_Instructions for the task_
Type every record exactly as it appears.

=== Working data ===

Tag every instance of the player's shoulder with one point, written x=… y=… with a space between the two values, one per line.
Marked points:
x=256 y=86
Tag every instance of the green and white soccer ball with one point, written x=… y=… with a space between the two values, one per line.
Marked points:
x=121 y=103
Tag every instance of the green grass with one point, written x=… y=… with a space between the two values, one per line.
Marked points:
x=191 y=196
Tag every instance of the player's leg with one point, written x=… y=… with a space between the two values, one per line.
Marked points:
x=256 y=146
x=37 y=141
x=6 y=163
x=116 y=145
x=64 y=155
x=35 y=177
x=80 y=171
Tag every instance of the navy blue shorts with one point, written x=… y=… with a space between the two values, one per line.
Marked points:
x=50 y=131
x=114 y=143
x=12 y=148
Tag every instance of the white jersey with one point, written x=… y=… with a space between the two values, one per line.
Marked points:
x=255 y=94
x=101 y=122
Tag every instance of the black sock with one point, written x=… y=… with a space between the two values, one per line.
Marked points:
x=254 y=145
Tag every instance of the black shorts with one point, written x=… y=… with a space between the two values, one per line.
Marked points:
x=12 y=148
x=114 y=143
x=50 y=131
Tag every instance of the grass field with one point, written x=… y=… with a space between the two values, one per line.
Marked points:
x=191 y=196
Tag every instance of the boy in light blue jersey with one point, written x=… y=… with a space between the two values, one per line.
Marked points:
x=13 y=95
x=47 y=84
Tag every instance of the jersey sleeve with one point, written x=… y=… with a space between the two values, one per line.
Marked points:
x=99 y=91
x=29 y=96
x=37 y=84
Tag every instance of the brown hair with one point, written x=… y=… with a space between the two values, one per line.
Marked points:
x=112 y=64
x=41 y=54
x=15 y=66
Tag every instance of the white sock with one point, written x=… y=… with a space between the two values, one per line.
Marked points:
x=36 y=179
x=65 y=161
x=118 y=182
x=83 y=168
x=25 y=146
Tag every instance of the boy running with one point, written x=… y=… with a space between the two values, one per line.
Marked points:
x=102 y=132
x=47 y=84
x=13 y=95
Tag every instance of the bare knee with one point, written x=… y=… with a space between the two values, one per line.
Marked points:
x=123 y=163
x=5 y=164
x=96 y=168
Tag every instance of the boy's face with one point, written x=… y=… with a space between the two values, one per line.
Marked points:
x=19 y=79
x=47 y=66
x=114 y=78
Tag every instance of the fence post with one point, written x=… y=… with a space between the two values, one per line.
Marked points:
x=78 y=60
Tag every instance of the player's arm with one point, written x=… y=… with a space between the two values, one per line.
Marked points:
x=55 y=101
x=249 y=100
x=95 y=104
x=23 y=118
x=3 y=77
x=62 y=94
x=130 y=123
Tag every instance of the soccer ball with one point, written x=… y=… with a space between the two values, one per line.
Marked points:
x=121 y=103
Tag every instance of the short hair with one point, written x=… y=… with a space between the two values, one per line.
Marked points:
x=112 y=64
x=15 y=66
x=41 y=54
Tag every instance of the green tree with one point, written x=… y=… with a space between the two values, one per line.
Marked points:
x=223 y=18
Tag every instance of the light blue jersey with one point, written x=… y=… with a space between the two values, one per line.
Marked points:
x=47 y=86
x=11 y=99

===

_In response_
Tag every instance of the player's shoulder with one point, written x=… y=… with a space between the two values, one per line.
Marked points:
x=256 y=86
Tag every instance of the green and white soccer ball with one point, written x=… y=… with a space between the two values, one per line.
Marked points:
x=121 y=103
Tag every instance of the green grass with one point, written x=… y=… with a space between the two values, one per line.
Marked points:
x=191 y=196
Tag every instance of the player's leg with one point, written x=… y=… with a space between the two values, one per line.
Marked points:
x=256 y=146
x=37 y=141
x=6 y=163
x=116 y=145
x=64 y=155
x=35 y=177
x=80 y=171
Tag every instance of the navy blue shorts with one point, written x=… y=… with a space between the two values, one per line.
Marked points:
x=50 y=131
x=114 y=143
x=12 y=148
Tag every instance of the white jersey with one point, written x=… y=… with a space between the two values, one per line.
Marked points:
x=255 y=94
x=101 y=122
Tag every instance of the black sock with one point, written x=… y=… with a space between the two values, one per line.
Marked points:
x=254 y=145
Tag every instance of the black shorts with one point, written x=… y=… with a space between the two values, one per line.
Marked points:
x=12 y=148
x=114 y=143
x=50 y=131
Tag every instance of the grass field with one point, written x=… y=… with a space between the two values, one per line.
Marked points:
x=191 y=196
Tag every instance of the boy in light blue jersey with one point, written x=… y=… with a space between the two values, one per line.
Marked points:
x=13 y=95
x=47 y=84
Tag every instance of the jersey sleeve with one point, written x=… y=… with a space between the two values, one per line.
Marked points:
x=99 y=91
x=29 y=96
x=37 y=84
Tag every instance of the brown hair with one point, written x=… y=… with a space between the two values, one per line.
Marked points:
x=112 y=64
x=41 y=54
x=15 y=66
Tag every instance of the white sock with one point, written x=… y=… with a space between the two values, one per line.
Marked points:
x=36 y=179
x=65 y=161
x=118 y=182
x=83 y=168
x=25 y=146
Tag every instance of the boy running with one point, written x=… y=… with a space between the two values, one per line.
Marked points:
x=102 y=132
x=47 y=84
x=13 y=95
Tag every instance of the bare knee with one point, written x=… y=… with a space between the two values, one per line.
Marked points:
x=123 y=163
x=5 y=164
x=96 y=168
Tag every instance of the boy's face with one point, written x=… y=… with a space between the two values, one per line.
Marked points:
x=19 y=79
x=47 y=66
x=114 y=78
Tag every instance of the fence post with one point, written x=… y=… with a space between the two values, one per line.
Marked points:
x=78 y=60
Tag every instance of the player's arm with one point, written x=… y=… with a space between the two values, one per line.
Marked points:
x=55 y=101
x=249 y=100
x=95 y=104
x=23 y=118
x=3 y=77
x=62 y=94
x=130 y=123
Tag every instance of the soccer ball with one point, written x=… y=… with a space between the two values, one per line.
Marked points:
x=121 y=103
Tag every instance of the short hair with one point, written x=… y=… with a space between the two values, one per line.
Marked points:
x=112 y=64
x=15 y=66
x=41 y=54
Tag every instance of the green tree with one point, written x=… y=… with a space between the two values, one per line.
Marked points:
x=223 y=18
Tag every instance of the light blue jersey with one point, written x=… y=… with a space between the two values, one per line.
Marked points:
x=47 y=86
x=11 y=99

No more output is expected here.